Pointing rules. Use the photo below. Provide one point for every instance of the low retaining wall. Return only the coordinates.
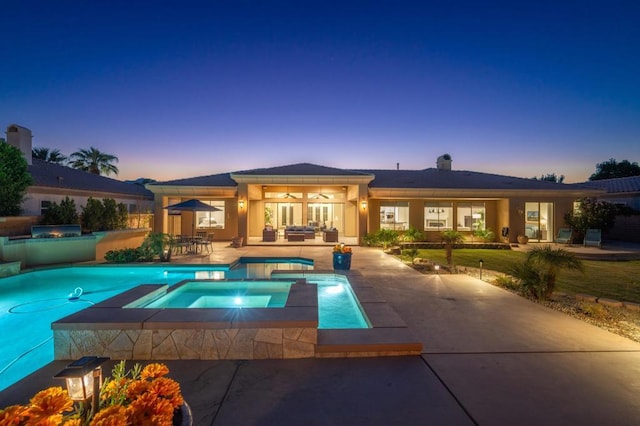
(32, 252)
(110, 329)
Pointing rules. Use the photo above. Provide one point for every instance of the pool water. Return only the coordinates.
(31, 301)
(224, 294)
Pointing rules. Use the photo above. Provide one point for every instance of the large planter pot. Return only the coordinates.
(342, 261)
(183, 416)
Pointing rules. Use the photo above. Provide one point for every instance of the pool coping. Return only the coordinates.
(112, 328)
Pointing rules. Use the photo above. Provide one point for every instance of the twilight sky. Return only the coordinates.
(183, 89)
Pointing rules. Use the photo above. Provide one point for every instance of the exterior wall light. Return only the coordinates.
(83, 378)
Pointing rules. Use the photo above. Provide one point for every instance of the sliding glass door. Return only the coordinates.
(538, 221)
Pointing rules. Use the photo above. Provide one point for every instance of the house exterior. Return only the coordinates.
(53, 182)
(356, 202)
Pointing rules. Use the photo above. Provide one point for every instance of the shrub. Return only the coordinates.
(127, 255)
(538, 273)
(64, 213)
(104, 216)
(485, 235)
(382, 237)
(411, 253)
(14, 179)
(412, 234)
(508, 282)
(594, 310)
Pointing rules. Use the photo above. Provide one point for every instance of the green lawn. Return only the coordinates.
(616, 280)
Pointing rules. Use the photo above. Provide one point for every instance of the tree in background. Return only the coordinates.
(93, 161)
(49, 155)
(551, 177)
(612, 169)
(14, 179)
(592, 214)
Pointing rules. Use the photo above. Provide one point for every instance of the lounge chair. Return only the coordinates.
(564, 236)
(593, 238)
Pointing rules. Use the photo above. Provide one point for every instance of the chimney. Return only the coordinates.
(444, 162)
(21, 138)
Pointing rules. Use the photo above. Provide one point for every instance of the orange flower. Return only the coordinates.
(13, 415)
(50, 403)
(153, 371)
(136, 388)
(168, 389)
(115, 415)
(148, 409)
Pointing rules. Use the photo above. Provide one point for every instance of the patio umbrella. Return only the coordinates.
(193, 205)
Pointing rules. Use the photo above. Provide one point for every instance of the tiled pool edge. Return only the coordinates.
(107, 329)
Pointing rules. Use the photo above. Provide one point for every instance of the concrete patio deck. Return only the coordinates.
(489, 358)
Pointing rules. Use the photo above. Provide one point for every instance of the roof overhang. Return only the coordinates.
(412, 193)
(292, 180)
(191, 191)
(84, 193)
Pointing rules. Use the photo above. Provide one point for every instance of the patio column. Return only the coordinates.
(242, 206)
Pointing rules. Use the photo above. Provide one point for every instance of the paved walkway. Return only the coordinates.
(490, 358)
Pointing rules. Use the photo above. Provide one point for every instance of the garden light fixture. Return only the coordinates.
(83, 378)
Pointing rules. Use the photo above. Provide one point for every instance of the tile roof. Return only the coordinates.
(618, 185)
(426, 178)
(56, 176)
(302, 169)
(222, 179)
(457, 179)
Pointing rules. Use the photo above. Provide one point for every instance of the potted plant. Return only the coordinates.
(342, 257)
(138, 396)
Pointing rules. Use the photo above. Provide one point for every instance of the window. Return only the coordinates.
(44, 206)
(213, 219)
(438, 215)
(471, 216)
(394, 215)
____________________
Set problem
Arrange the records as a Markdown table with the columns No and Line, starting at the line containing "flower. Return only the coordinates." and continuing through the end of the records. Give each line its own numbered row, and leave out blank lines.

Response to this exercise
| No | Line |
|---|---|
| 1 | Pointing rules. Use the photo above. Provide one point for every instance of the orange flower. Return only the coordinates. |
| 2 | (13, 415) |
| 3 | (50, 403) |
| 4 | (153, 371) |
| 5 | (136, 388) |
| 6 | (168, 389) |
| 7 | (115, 415) |
| 8 | (148, 409) |
| 9 | Pointing rules. Use the photo above. Provide one point for every instance of the patio umbrella. Return only the coordinates. |
| 10 | (193, 205) |
| 11 | Pointing rules. Use the photo above. Provide one point for every instance of the tiled pool edge. Return only the coordinates. |
| 12 | (107, 329) |
| 13 | Pointing rules. Use the photo above. Provide one point for every instance of the concrete patio deck. Return only the coordinates. |
| 14 | (489, 358) |
| 15 | Pointing rules. Use the photo above. Provide one point for every instance of the roof overhang. Return only the coordinates. |
| 16 | (412, 193) |
| 17 | (292, 180) |
| 18 | (191, 191) |
| 19 | (84, 193) |
| 20 | Pointing rules. Use the photo above. Provide one point for every instance of the patio column. Return only the coordinates. |
| 21 | (242, 206) |
| 22 | Pointing rules. Use the photo above. Provide one point for every instance of the paved walkway. Return only the coordinates. |
| 23 | (490, 358) |
| 24 | Pointing rules. Use the photo above. Provide one point for every instance of the garden light fixture. Return only the coordinates. |
| 25 | (83, 378) |
| 26 | Pointing rules. Use the photo above. Provide one point for every instance of the tile roof. Return only the coordinates. |
| 27 | (618, 185) |
| 28 | (426, 178) |
| 29 | (56, 176) |
| 30 | (302, 169) |
| 31 | (222, 179) |
| 32 | (457, 179) |
| 33 | Pointing rules. Use the photo above. Provide one point for every instance of the potted plant. Return only the coordinates. |
| 34 | (342, 257) |
| 35 | (138, 396) |
| 36 | Pointing rules. Use the photo above. Provide one point for every instance of the window. Return only the coordinates. |
| 37 | (44, 206) |
| 38 | (213, 219) |
| 39 | (438, 215) |
| 40 | (471, 216) |
| 41 | (394, 215) |